From the passage on New Zealand's drug checking services below, reproduce everything from "New Zealand has" down to "provided the sample." word for word.

>> start SUPPLIED PASSAGE

The primary aim of such testing is to assist people in making informed and safer decisions about whether or how to use an unregulated drug.
New Zealand has recently distinguished itself as the first country in the world to legalize drug checking services, most notably for people attending festivals and other events.
The decision is a landmark ruling that stresses harm reduction for individuals by testing often illicit substances they plan to consume.
New Zealand’s Ministry of Health describes drug checking services as scientific tests conducted on substances in order to indicate their likely identity and composition. Such services test unknown substances, which may be illicit drugs, and then interpret the results and provide harm reduction information to individuals who provided the sample.
The primary aim of such testing is to assist people in making informed and safer decisions about whether or how to use an unregulated drug.
Contrary to what some believe, these drug-testing services are not set up to promote illicit drug use or to claim that illicit drug use is safe. Rather, they are portable labs that use high-performance liquid chromatography or UV-Vis spectrophotometer equipment in order to ascertain both the potency and qualitative nature of often illicit drugs.

>> end SUPPLIED PASSAGE
>> start DATA PROVIDED

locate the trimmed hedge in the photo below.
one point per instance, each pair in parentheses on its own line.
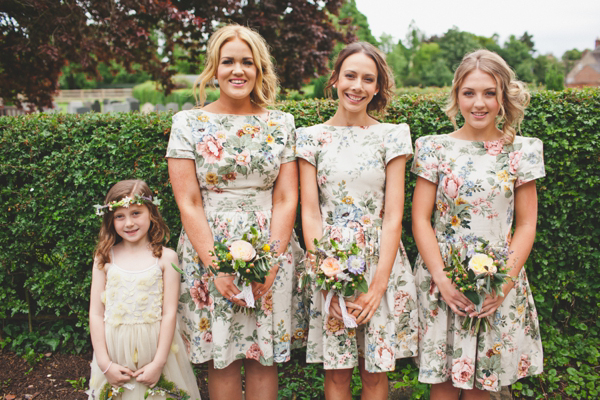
(54,168)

>> end DATA PROVIDED

» **EXERCISE RESULT**
New Zealand has recently distinguished itself as the first country in the world to legalize drug checking services, most notably for people attending festivals and other events.
The decision is a landmark ruling that stresses harm reduction for individuals by testing often illicit substances they plan to consume.
New Zealand’s Ministry of Health describes drug checking services as scientific tests conducted on substances in order to indicate their likely identity and composition. Such services test unknown substances, which may be illicit drugs, and then interpret the results and provide harm reduction information to individuals who provided the sample.